**** Records to process

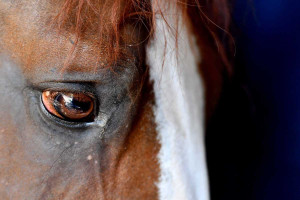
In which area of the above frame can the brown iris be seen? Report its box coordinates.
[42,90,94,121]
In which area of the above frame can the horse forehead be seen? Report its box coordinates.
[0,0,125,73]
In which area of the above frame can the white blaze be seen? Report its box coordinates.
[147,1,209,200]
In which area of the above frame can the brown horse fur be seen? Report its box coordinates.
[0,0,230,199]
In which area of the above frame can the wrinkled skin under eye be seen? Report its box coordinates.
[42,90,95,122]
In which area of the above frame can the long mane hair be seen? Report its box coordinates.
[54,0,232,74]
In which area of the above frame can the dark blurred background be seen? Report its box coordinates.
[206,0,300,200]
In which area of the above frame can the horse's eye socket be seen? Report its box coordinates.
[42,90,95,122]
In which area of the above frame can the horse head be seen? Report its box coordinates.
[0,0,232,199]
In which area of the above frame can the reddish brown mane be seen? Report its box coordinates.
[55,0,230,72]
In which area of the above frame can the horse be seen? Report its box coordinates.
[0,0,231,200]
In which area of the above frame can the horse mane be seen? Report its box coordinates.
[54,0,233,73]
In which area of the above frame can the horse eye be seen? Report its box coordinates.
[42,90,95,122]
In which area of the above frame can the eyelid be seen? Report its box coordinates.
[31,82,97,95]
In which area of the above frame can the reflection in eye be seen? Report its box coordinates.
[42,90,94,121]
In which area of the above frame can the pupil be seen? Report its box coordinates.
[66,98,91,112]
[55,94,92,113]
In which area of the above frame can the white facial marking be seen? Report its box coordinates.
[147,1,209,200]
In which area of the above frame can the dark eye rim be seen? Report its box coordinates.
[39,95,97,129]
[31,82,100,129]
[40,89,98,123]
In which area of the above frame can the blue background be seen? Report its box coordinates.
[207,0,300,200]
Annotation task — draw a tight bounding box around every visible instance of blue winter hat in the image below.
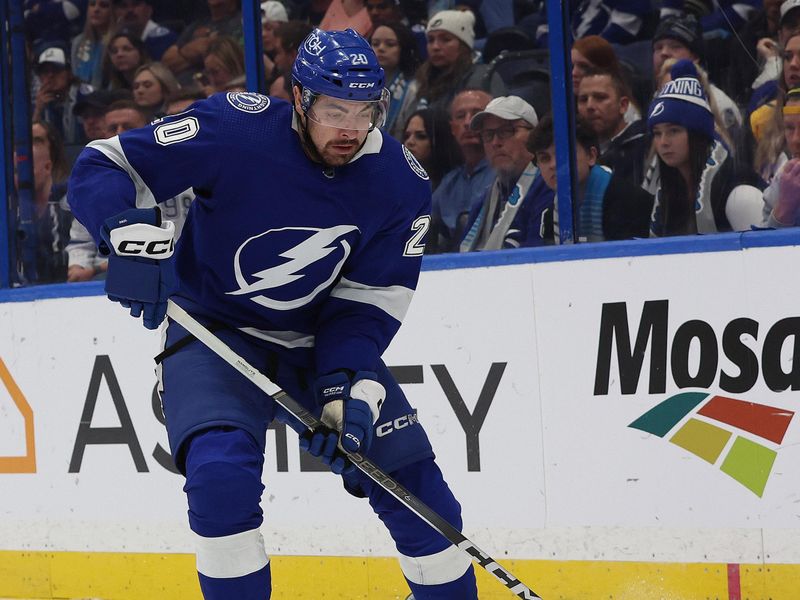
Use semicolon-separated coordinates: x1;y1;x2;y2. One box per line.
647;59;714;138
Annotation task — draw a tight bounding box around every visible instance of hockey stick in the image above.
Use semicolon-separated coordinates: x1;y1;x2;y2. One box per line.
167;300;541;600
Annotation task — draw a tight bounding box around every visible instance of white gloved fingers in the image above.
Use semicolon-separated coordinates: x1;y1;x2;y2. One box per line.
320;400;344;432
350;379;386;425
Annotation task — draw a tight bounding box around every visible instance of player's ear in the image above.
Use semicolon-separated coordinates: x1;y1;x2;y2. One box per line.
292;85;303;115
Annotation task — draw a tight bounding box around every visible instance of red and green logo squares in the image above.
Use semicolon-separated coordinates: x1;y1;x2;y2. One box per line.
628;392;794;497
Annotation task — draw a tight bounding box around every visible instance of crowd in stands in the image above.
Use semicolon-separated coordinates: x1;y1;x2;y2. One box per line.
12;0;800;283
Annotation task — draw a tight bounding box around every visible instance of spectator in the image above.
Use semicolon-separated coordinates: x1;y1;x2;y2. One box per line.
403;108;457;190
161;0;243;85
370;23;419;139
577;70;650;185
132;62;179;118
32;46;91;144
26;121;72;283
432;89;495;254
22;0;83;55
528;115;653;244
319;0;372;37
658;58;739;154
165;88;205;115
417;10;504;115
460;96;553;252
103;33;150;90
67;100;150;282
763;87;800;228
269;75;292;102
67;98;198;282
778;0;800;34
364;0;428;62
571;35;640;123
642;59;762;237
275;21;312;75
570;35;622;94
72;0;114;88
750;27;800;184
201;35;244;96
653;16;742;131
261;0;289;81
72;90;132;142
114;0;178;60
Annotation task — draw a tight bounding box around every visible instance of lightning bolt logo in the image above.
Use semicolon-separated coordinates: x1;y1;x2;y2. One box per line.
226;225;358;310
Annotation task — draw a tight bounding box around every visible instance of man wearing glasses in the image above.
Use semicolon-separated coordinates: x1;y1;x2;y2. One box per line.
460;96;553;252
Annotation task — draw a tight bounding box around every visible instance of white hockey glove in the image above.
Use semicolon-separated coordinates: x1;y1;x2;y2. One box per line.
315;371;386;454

********

### Required task
Update the records above by replacing every "frame" with "image" and keeping everything else the same. Leave the pictures out of your answer.

### Answer to the task
In which area of the above image can the brown iris be seen? Report its box coordinates.
[42,90,94,121]
In which area of the above image can the horse forehead be seen? Report its box coordinates.
[0,0,125,73]
In which area of the above image can the white blaze be seen? Report its box coordinates.
[147,1,209,200]
In which area of the above image can the brown horse fur be seen? Report its box coordinates.
[0,0,230,199]
In which area of the above image can the wrinkled skin under eye be seen? Report its box coordinates.
[42,90,95,122]
In which area of the above image can the long mane hair be seen? Report its box coordinates.
[54,0,232,74]
In which area of the above image can the dark blurred background be seen? Report its box coordinates.
[206,0,300,200]
In which area of the above image can the horse's eye socket be seen? Report its box coordinates.
[42,90,95,122]
In which area of the above image can the horse head be seen? Report its box coordinates.
[0,0,232,199]
In which area of the above image can the reddish brown mane be seen? Report its box coordinates.
[55,0,230,72]
In which area of the above image can the horse be seen? Report its box coordinates.
[0,0,231,200]
In which area of the above image can the horse mane be seen? Report its box coordinates.
[54,0,233,73]
In which area of the above image can the horse eye be seen? Report its box coordinates.
[42,90,95,122]
In which area of the above image can the eyelid be seen? Report its box coordinates.
[31,82,97,95]
In which area of the above image can the reflection in eye be seen? Report its box coordinates.
[42,90,94,121]
In which area of the above image can the pupil be seen? Report its box coordinates.
[66,98,91,112]
[55,94,92,113]
In which area of the above image can the white facial marking be seen? Report its box coordinates.
[147,1,209,200]
In which area of the above image can the dark eye rim be seen? Report its box coordinates.
[39,95,97,129]
[31,82,100,129]
[40,89,98,123]
In which area of the above image can the blue background be seen? Report its box coordinates.
[207,0,300,200]
Annotation task — draw a tight bounding box around every visible instance of blue winter hat in the image below.
Use semicolon-separated coordinates: x1;y1;x2;y2. One box per line.
647;59;714;138
Annotation task — draw a tight bounding box around every visible instance of hockey stick in the image above.
Use semicolon-separated coordinates: x1;y1;x2;y2. One box per line.
167;300;541;600
Annotation task — draw a tight bounding box around every visible instance of white gloved fingers in the image above.
Use semicolon-separated coordinates: x1;y1;x2;y2. One box per line.
320;400;344;432
350;379;386;425
Annotation task — draw a tight bounding box around every visible instance of player's ear in the image above.
Use semicolon-separated coordinates: x1;y1;x2;y2. One box per line.
292;85;303;115
Annotation task — draw a tight bounding box around every visible instance of red and green logo squares in the image above.
Use semicolon-separated coordinates: x1;y1;x2;y2. One box per line.
628;392;794;497
Annotation task — draw a tight bounding box around every visible instance of crowd in stands in the image above.
Use semicolon-separated coordinates: x1;y1;x2;y2. One box per line.
12;0;800;283
Annotation task — draw a tight bounding box around every visible instance of spectator in the image above.
Use semicolon-separated coordinates: x1;y1;x2;y2. One box per line.
403;108;457;190
161;0;243;85
370;23;419;139
577;70;650;185
132;62;179;118
32;46;91;144
26;121;72;283
432;89;495;254
22;0;83;55
528;115;653;244
319;0;372;37
658;58;739;154
165;88;205;115
417;10;504;115
460;96;553;252
103;33;150;90
67;100;150;282
763;87;800;228
269;75;292;102
67;98;198;282
778;0;800;34
364;0;428;62
571;35;640;123
642;59;762;237
275;21;312;75
570;35;622;94
72;0;114;88
750;27;800;184
201;35;244;96
653;16;742;131
261;0;289;81
72;90;132;142
114;0;178;60
Annotation task — draw a tight bounding box around every visible instance of lightning bolt logo in the image above.
Use semicolon-separated coordinates: x1;y1;x2;y2. One box per line.
226;225;358;310
Annotation task — draw a tight bounding box around every visible instance of man wearing glasses in the image above.
Use semicolon-separated coordinates: x1;y1;x2;y2. One box per line.
460;96;553;252
Annotation task — draw a tight bounding box around every visible instance of white hockey glove in the image above.
Use semicolon-separated coordinates: x1;y1;x2;y2. One box per line.
315;371;386;454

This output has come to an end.